:: Problem statement ::
Write out the records once more, exactly, and keep any image out.

:: Saved entries ::
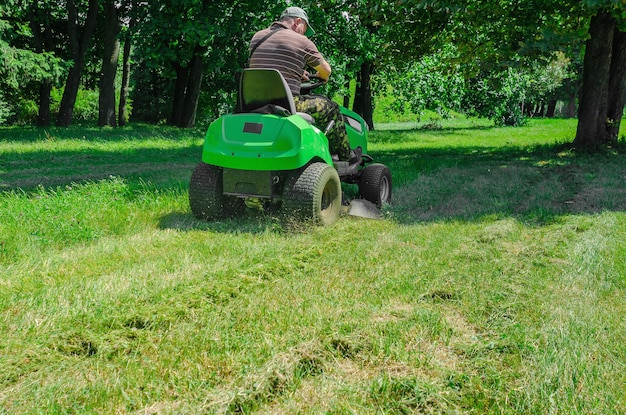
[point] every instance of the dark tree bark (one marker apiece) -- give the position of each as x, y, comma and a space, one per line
79, 43
187, 90
192, 91
346, 97
551, 109
178, 100
617, 87
124, 91
110, 58
43, 42
593, 106
363, 95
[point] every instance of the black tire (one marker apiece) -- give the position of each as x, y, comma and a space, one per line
205, 194
375, 184
314, 194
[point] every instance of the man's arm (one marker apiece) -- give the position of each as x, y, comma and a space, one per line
323, 70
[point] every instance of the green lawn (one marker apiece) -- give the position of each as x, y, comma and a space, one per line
496, 283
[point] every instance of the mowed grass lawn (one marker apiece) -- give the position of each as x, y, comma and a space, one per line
496, 282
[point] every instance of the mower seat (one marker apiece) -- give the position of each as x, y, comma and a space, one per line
266, 91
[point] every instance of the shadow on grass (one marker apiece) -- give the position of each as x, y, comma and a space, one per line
250, 222
536, 184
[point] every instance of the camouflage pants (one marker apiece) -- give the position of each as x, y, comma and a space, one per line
323, 110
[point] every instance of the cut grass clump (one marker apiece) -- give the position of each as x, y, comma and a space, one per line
494, 283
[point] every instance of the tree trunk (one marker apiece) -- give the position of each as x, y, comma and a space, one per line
192, 91
79, 43
43, 42
110, 58
180, 86
346, 97
551, 109
363, 95
593, 104
43, 116
617, 87
123, 111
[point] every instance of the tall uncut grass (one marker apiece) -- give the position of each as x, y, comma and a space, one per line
495, 283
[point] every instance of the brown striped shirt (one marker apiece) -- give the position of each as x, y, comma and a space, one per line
286, 51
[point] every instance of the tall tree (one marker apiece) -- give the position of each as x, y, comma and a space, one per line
110, 58
80, 34
124, 89
604, 83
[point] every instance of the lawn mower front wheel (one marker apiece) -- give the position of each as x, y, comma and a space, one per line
313, 194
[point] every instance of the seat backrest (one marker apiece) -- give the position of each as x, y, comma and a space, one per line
261, 87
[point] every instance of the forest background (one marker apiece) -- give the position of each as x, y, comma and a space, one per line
176, 62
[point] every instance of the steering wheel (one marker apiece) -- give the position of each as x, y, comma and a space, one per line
311, 84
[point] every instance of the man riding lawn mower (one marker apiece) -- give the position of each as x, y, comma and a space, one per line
282, 146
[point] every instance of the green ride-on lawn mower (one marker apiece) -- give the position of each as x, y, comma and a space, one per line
268, 155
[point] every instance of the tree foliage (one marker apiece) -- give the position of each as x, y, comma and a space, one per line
499, 58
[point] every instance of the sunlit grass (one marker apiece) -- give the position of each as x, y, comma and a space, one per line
495, 283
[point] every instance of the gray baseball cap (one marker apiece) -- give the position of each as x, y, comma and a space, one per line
298, 12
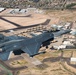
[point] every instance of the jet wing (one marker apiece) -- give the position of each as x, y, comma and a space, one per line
5, 55
32, 49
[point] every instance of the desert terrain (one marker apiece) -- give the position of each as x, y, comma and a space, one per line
54, 62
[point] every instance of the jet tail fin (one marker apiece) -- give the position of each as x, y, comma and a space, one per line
5, 56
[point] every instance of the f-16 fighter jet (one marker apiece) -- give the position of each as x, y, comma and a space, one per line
30, 46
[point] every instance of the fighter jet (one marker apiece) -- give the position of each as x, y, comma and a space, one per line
30, 46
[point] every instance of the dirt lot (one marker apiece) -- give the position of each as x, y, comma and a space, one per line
51, 60
52, 64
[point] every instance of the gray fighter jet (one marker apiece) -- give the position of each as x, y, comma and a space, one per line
29, 45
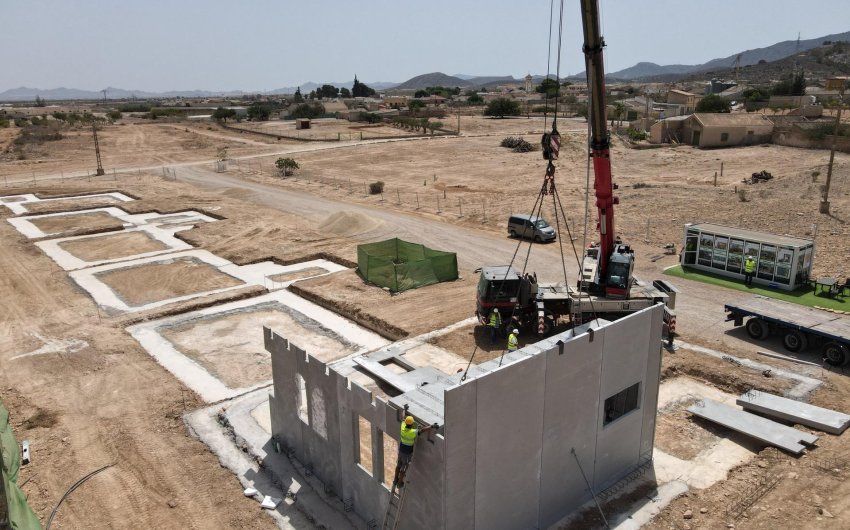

:: Answer space ::
[point] every instance of the dark tree bark (one marker apiece) -- give the position of each as x, y, comma and a space, one per line
79, 43
187, 90
192, 91
346, 97
551, 109
178, 100
617, 87
124, 91
110, 58
43, 42
593, 106
363, 95
[point] every instance of the black tire (one marker apiece) -- give the position of each as x, y, comma and a space, one per line
205, 194
375, 184
314, 194
[point] every instance of the man's arm (one marker apiece) -- give the position of each as x, y, comma and a space, one per line
323, 70
[point] every instance of the green lawn (one marker apiece) -- give the position of each as x, y, comma and a space, one per line
496, 283
[point] every instance of the mowed grass lawn (one marker apiece) -- give the position of each as x, y, comma and a space, one per line
496, 282
[point] every instance of the mower seat (one marker apiece) -- give the position of each as x, y, comma and a space, one per line
266, 91
[point] every instance of the shadow on grass (one marker apiece) -- give the position of each as x, y, comma and a space, one per line
250, 222
536, 184
[point] every instance of the camouflage pants (one marker apiece) -- give the position of each as x, y, comma and a space, one per line
323, 110
[point] every instance of the cut grass clump (one marker apiece) -- give the position of each as x, y, comma and a space, one per line
494, 283
[point] every instance of the tree trunk (one marker apiece) -- give the position of each as x, y, comma and a space, one per line
192, 91
79, 43
43, 42
110, 58
180, 86
346, 97
551, 109
363, 95
593, 104
43, 116
617, 87
123, 111
[point] every instance of the tall uncut grass (one marker apiece) -- give the position of each as x, y, comma and a space, one per line
495, 283
[point] every instance of the brown striped shirt (one marker apiece) -- give the position of each as x, y, comma and a space, one per line
286, 51
[point] every instance of the tall tree (one marker apiece) -- give the position of each as x, y, comma and a space, one per line
110, 58
80, 34
124, 89
604, 83
[point] every instance of the lawn mower front wheel (one marker apiece) -- give the position of each as x, y, comma and a space, one per line
313, 194
[point] every instance of the seat backrest (one marker apiece) -- give the position of each as x, y, comma and a space, one per line
261, 87
[point] every instance of the forest background (one marker apiece) -- give the position of each as x, y, comma and a space, one per line
176, 62
[point] every instance of the steering wheel (one marker apiece) -- give the position of each as x, y, comma and a space, one per line
311, 84
[point] every instance of the man riding lawn mower (one marker apiece) -- give the position of each as x, y, comma and a space, one per line
282, 146
[point] every instance of the green ride-on lawn mower (one marker apiece) -- give the position of each as x, y, comma and a space, one per line
268, 155
[point] every instance of the tree foliage (one marker apiece) -- give the position of each as x, y, comma and a space, one per line
499, 58
[point] every instance of the sunlit grass (one marker apiece) -- give the position of each as x, y, comma and a space, one per line
495, 283
[point] every instance of the gray baseball cap (one marker apiece) -- give the position of each as x, y, comma and a space, one per line
298, 12
[point] every instance of the jet wing (one marker apiece) -- give the position of each as x, y, comma and a space, one per line
5, 55
32, 49
[point] every instance of the desert terrain (one marker apiece) -- give the position of each as x, y, comma and a space, one per line
54, 62
[point] every instance of the jet tail fin (one marker apiece) -- give the position of each as x, y, comma and a space, one per line
5, 56
[point] every instance of the f-16 fighter jet (one marker apiece) -- give the position of each as x, y, comma and a space, one per line
30, 46
[point] every instance of the fighter jet (one marker apiece) -- give the position of each as x, y, comma and a space, one per line
30, 46
[point] every instance of the dirt lot (one marker apiece) -- give the position of each as x, y, comma and a space, one per line
51, 60
52, 64
[point] every instance of the gray fighter jet (one marker apiece) -- give the position of each as x, y, comma and a space, one per line
29, 45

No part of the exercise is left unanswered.